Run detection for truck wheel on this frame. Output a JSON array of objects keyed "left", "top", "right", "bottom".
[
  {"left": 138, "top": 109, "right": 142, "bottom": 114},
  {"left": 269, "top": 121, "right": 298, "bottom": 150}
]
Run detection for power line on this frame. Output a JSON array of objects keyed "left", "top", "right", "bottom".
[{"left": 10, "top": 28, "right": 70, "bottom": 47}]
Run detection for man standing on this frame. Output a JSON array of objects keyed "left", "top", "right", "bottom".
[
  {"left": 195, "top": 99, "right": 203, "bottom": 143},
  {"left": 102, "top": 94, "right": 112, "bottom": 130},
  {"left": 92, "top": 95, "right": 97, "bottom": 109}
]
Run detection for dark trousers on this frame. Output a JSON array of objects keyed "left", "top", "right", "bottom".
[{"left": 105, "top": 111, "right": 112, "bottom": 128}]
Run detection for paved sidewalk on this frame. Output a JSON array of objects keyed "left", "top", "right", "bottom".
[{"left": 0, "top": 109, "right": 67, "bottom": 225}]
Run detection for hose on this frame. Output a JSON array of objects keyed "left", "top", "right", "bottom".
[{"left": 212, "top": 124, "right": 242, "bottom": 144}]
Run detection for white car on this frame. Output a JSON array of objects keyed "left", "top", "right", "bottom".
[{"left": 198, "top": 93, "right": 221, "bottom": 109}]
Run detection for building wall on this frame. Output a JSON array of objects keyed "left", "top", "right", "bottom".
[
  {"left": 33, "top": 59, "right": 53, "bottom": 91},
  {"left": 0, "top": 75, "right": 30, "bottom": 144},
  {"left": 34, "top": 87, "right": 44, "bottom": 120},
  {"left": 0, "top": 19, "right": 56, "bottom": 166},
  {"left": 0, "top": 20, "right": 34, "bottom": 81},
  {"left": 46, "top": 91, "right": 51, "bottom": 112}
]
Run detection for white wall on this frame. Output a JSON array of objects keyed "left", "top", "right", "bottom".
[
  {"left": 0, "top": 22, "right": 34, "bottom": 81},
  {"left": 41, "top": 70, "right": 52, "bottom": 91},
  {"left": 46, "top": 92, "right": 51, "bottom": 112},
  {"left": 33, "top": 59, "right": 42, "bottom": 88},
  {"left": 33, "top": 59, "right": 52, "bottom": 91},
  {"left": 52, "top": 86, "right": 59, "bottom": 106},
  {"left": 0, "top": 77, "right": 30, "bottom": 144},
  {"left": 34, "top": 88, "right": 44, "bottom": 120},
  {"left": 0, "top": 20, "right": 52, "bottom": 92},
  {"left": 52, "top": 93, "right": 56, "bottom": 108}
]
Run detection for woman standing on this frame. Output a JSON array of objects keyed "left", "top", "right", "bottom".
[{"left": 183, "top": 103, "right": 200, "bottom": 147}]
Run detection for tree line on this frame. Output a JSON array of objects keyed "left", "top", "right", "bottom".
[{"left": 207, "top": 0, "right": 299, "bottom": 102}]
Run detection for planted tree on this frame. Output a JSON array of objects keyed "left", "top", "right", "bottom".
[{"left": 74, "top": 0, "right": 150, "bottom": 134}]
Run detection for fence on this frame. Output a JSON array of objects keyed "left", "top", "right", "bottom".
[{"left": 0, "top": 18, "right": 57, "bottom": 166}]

▬▬▬▬▬▬▬▬▬▬

[Work task] Write the lines out verbatim, from the one with "Run detection for tree" through the last line of the entries, and stop there.

[Response below]
Run detection for tree line on this frame. Output a JSON array of objects keyed "left", "top", "right", "bottom".
[{"left": 207, "top": 0, "right": 299, "bottom": 102}]
Run detection for planted tree on this frame. Output a JSON array of objects keyed "left", "top", "right", "bottom".
[{"left": 74, "top": 0, "right": 150, "bottom": 134}]
Run detection for fence on this frame. Output a JSON array of objects keyed "left", "top", "right", "bottom".
[{"left": 0, "top": 18, "right": 57, "bottom": 166}]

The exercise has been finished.